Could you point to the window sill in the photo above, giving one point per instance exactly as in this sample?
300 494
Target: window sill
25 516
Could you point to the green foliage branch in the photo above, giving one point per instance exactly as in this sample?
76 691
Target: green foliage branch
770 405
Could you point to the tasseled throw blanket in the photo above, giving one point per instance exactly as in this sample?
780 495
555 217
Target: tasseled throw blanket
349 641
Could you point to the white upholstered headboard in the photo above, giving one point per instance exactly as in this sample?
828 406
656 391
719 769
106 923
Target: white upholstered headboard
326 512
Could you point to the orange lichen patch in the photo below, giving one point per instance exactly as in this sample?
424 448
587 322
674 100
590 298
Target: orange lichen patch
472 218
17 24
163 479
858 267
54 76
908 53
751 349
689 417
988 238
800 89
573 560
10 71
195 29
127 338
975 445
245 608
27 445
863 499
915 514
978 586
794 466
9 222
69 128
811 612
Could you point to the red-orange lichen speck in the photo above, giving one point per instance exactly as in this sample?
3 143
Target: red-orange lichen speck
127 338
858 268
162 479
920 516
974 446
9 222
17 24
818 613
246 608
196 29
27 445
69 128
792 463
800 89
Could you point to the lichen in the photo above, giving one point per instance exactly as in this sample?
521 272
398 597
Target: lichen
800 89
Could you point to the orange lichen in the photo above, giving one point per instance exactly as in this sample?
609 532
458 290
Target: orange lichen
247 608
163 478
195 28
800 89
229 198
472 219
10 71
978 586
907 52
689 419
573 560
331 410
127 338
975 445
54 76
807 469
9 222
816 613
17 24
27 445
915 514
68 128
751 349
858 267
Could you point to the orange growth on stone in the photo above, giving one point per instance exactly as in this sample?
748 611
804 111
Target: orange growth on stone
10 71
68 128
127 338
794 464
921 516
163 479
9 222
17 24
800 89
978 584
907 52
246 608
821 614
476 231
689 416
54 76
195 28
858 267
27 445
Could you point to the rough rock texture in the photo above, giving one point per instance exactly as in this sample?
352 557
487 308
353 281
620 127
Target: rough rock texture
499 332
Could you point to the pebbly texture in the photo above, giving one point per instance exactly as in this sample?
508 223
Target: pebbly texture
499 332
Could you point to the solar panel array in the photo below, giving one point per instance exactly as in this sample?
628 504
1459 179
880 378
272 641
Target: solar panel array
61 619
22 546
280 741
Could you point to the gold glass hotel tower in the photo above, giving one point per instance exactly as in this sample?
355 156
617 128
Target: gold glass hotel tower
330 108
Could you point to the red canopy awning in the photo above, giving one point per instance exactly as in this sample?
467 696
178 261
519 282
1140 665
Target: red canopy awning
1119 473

|---|

» **AIM OF THE EXERCISE**:
Retype the material above, character for character.

» **WRITTEN ANSWER**:
Could you point to the window sill in the photo above, giving one point per instance exactly as in this sample?
300 494
Target: window sill
25 516
Could you point to the green foliage branch in the photo above, giving one point per instance exactly as in this sample?
76 691
Target: green foliage branch
770 405
Could you point to the tasseled throw blanket in the photo above, giving one point per instance exactly as in this sample?
780 495
555 217
Target: tasseled throw blanket
349 641
Could you point to the white upholstered headboard in the photo above, giving one point per instance exactly as in this sample?
828 406
656 391
719 769
106 923
Target: white upholstered headboard
326 512
Could you point to the orange lichen patch in the photo below, giving one point per instance exactly as in this sample?
424 448
587 322
674 100
590 298
Target: orange lichen patch
472 218
17 24
163 479
858 267
54 76
908 53
751 349
689 417
988 238
800 89
573 560
10 71
195 29
127 338
975 445
245 608
27 445
863 499
915 514
978 586
794 466
9 222
69 128
811 612
Could you point to the red-orange lichen speck in the photo above, giving one point per instance exactly as in this sample?
3 143
Target: red-orange lichen speck
127 338
858 268
162 479
920 516
974 446
9 222
17 24
818 613
246 608
196 29
27 445
69 128
792 463
800 89
Could you point to the lichen in the photo above, giving one point per instance exactly as in this sample?
521 272
398 597
Target: lichen
800 89
Could you point to the orange lichen in the photo above, giving one point per instance exactly as in this sample?
609 532
458 290
Target: orange lichen
247 608
163 478
195 28
800 89
229 198
472 219
10 71
978 586
907 52
689 419
573 560
331 410
127 338
975 445
54 76
807 469
9 222
816 613
17 24
27 445
915 514
68 128
751 349
858 267
Could you point to the orange growth on stone in the photo above, giving one point per instance exactly as in this sample?
748 611
804 111
Target: orange growth on stone
10 71
68 128
127 338
794 464
921 516
163 479
9 222
17 24
800 89
978 584
907 52
246 608
821 614
476 231
689 416
54 76
195 28
858 267
27 445
Could you point to the rough rock texture in the photo above, giving one point per instance exactly as in this sample?
352 557
487 308
353 281
620 127
Target: rough rock texture
499 332
Could you point to the pebbly texture in the photo above, giving one point per instance exactly as in this sample?
508 223
Target: pebbly texture
499 332
Could you point to the solar panel array in the photo below, giving one point per instance exactly as in this sample?
628 504
1459 179
880 378
272 641
Target: solar panel array
61 619
22 546
280 741
Could you point to the gold glass hotel tower in the photo above, giving one point per instance exactly as in this sample?
355 156
617 128
Target: gold glass hotel tower
330 108
Could you point to the red canopy awning in the photo above, giving one point per instance exactly as in this sample?
467 696
178 261
519 282
1140 665
Target: red canopy awning
1119 473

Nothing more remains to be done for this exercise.